Document text
==========

Can anybody please guide me to solve the below question:
Problem Statement:
You are given an array A consisting of N integers.
Determine the maximum possible MEX of sequence B where the ith element Bi = (Ai xor C), where C is any constant non-negative integer.
Note: Mex of a sequence of numbers is the minimum non-negative number that is not present in the sequence as an element. For example, MEX([4,0,1,1]) = 2 and MEX([1,2])=0
Example:
Input : N = 4 , A = [2,3,4,5]
Output : 2
Explanation:
Taking the value of C=1, the obtained sequence becomes B=[3,2,5,4]. Here the MEX of the sequence is 0.
Taking the value of C=2, the obtained sequence becomes B=[0,1,6,7]. Here the MEX of the sequence is 2.
Taking the value of C=3, the obtained sequence becomes B=[1,0,7,6]. Here the MEX of the sequence is 2.
Taking the value of C=4, the obtained sequence becomes B=[1,0,7,6]. Here the MEX of the sequence is 2.
Similarly, you can calculate MEX for other C as well.
The maximum MEX you can get from all the sequences is 2 from the sequence where C=[2,3,4,… etc] as the numbers 0 and 1 are present in this sequence.
How do i decide the value of C optimally ? Any suggestion ?

==========

Excerpted records
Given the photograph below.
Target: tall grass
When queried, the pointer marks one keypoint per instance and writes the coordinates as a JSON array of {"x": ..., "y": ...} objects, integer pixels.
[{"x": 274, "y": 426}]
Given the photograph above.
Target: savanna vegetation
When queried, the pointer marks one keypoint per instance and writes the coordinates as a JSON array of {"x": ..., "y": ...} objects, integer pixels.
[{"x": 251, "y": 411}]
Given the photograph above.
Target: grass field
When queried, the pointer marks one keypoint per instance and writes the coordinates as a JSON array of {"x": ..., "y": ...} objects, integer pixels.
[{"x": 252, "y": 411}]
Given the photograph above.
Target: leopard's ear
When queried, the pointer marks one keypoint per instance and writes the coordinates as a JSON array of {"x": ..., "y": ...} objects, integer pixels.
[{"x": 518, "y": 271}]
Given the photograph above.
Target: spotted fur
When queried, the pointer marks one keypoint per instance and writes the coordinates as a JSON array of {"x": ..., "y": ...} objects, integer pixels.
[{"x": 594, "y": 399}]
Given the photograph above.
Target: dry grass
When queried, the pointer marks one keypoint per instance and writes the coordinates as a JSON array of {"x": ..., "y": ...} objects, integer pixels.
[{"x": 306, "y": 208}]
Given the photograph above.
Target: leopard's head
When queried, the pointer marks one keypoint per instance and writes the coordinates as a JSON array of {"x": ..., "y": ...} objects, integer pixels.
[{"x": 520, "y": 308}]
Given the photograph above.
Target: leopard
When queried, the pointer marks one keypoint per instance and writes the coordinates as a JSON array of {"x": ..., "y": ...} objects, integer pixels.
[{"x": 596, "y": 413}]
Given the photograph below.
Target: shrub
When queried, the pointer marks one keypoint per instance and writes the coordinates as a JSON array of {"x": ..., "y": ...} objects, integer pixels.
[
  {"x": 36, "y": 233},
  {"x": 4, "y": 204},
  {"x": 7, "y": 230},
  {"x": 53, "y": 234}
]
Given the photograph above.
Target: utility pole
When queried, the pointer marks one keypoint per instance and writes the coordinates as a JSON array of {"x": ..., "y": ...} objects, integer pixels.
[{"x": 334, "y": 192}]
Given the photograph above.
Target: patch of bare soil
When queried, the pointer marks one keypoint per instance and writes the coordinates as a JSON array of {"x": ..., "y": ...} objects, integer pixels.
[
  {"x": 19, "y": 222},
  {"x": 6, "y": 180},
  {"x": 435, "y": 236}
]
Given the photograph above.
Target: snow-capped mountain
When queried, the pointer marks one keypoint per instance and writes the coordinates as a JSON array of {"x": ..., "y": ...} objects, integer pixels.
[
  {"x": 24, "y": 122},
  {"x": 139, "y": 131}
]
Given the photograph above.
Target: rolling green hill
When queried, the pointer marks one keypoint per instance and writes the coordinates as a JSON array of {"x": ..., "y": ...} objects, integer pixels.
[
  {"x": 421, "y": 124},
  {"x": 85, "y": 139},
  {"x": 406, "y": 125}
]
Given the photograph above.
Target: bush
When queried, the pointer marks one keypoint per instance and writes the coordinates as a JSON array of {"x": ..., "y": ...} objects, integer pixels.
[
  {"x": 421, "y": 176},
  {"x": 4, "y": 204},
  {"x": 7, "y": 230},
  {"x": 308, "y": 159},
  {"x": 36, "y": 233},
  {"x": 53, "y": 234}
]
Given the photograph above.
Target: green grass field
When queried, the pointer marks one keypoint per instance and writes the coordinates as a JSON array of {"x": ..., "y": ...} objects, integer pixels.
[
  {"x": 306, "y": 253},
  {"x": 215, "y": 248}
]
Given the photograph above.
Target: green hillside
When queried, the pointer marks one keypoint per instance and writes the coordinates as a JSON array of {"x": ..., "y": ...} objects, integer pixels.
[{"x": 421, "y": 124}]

==========

Problem description
Summarize the post about maximizing MEX in two sentences. The data shown here are not needed.

Task solution
The post asks for help with a problem: given an array A of N integers, find the maximum possible MEX of a sequence B in which each element Bi equals Ai xor C, where C is any constant non-negative integer. For the example array [2,3,4,5] the expected output is 2, and the post asks how to choose the value of C optimally.